## BEGIN Stored data

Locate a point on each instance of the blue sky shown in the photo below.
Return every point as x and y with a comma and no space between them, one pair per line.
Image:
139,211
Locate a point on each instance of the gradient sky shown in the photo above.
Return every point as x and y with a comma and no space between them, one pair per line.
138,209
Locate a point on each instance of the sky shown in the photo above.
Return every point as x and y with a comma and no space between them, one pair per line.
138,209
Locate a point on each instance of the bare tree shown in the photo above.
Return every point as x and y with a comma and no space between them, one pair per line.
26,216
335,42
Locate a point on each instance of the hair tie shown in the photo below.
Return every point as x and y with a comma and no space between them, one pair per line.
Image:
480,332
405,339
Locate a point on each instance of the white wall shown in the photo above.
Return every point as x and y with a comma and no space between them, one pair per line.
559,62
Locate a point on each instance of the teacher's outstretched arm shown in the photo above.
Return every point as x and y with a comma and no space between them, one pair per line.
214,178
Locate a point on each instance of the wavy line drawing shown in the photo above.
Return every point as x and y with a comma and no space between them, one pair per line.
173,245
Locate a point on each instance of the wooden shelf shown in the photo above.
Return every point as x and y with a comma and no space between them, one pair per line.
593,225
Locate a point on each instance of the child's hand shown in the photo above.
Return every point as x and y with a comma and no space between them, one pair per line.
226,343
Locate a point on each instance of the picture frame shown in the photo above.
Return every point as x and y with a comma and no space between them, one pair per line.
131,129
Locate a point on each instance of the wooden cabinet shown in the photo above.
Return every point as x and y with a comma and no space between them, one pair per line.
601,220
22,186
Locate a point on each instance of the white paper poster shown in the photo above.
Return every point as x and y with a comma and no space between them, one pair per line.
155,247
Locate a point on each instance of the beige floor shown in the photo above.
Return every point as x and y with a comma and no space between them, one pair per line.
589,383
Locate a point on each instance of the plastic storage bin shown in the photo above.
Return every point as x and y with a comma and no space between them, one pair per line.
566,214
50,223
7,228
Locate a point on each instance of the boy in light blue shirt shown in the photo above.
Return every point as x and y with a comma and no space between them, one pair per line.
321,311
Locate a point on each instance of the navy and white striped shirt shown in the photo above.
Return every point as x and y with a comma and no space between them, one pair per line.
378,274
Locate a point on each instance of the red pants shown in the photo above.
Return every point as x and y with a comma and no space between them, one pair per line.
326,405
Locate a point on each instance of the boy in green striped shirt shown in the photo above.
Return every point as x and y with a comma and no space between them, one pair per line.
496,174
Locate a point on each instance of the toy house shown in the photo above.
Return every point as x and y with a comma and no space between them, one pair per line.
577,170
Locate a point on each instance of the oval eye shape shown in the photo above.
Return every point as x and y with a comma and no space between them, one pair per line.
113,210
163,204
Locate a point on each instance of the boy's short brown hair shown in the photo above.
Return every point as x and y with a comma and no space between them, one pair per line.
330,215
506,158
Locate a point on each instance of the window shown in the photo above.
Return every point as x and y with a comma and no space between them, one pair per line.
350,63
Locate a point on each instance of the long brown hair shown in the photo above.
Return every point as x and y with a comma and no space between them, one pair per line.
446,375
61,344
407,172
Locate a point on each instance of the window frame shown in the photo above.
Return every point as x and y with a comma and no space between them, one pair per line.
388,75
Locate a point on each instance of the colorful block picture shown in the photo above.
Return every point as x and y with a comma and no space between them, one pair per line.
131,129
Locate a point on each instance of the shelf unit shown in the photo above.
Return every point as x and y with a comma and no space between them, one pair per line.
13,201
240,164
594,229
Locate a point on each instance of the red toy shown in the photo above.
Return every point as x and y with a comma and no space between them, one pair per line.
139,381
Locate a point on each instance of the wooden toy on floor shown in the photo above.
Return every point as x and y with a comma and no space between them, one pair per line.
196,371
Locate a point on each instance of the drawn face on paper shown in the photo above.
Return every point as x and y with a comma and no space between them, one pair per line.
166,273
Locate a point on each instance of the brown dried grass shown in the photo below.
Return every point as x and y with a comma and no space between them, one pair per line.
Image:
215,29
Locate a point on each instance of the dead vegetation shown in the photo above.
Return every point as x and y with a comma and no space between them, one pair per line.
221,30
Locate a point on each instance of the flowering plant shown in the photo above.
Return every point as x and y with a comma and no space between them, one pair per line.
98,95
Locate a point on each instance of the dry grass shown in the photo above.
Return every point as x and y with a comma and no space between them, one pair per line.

## END Stored data

Challenge: Reproduce the rows above word for word, beginning at the line that contains "Locate a point on each instance of the long" and continuing through the final line of the rows.

Solution for this exercise:
Locate a point on each instance of the long brown hair shown in the photo above.
Return every point as x and y with a comma and no space between them, one pair per line.
446,375
61,344
407,172
Locate a point on each instance of the window frame shown in the photo above.
Return every point as x and y with a comma and no space between them, one pair per line.
388,75
Locate a point on each instance of the colorful block picture shown in the photo above.
Return every point as x and y with a comma and no space between them, one pair per line.
131,129
Locate a point on each instance of the shelf unit shown in the photo above.
Return every point as x and y with a comma and no space between them, one pair per line.
13,201
240,164
594,229
Locate a point on each instance of the red toy shown in the photo above.
Return every point as x and y with a comma and no space between them, one pair per line.
139,381
Locate a point on each instance of the wooden toy on floor shown in the photo above.
Return every point as x and y with a comma and no space between them, one pair per line.
196,371
Locate a point on each instance of the drawn face on paper shown in the photo above.
Return every point as x and y with a comma and no space between them, one pair per line.
166,273
Locate a point on each instance of the brown dried grass shown in the photo below.
Return every point as x and y with a comma and no space between them, one pair per line.
Image:
215,29
Locate a point on each instance of the dead vegetation shown in the photo above.
Return every point as x and y with a comma and no space between them, one pair per line.
221,30
Locate a point on each instance of the flowering plant shown in the photo above.
Return every point as x and y with a comma and no space between them, one pair per line.
98,95
Locate a point on each instance of the dry grass shown in the photo above.
Return every point as x and y with a comma and no space between them, one pair per line.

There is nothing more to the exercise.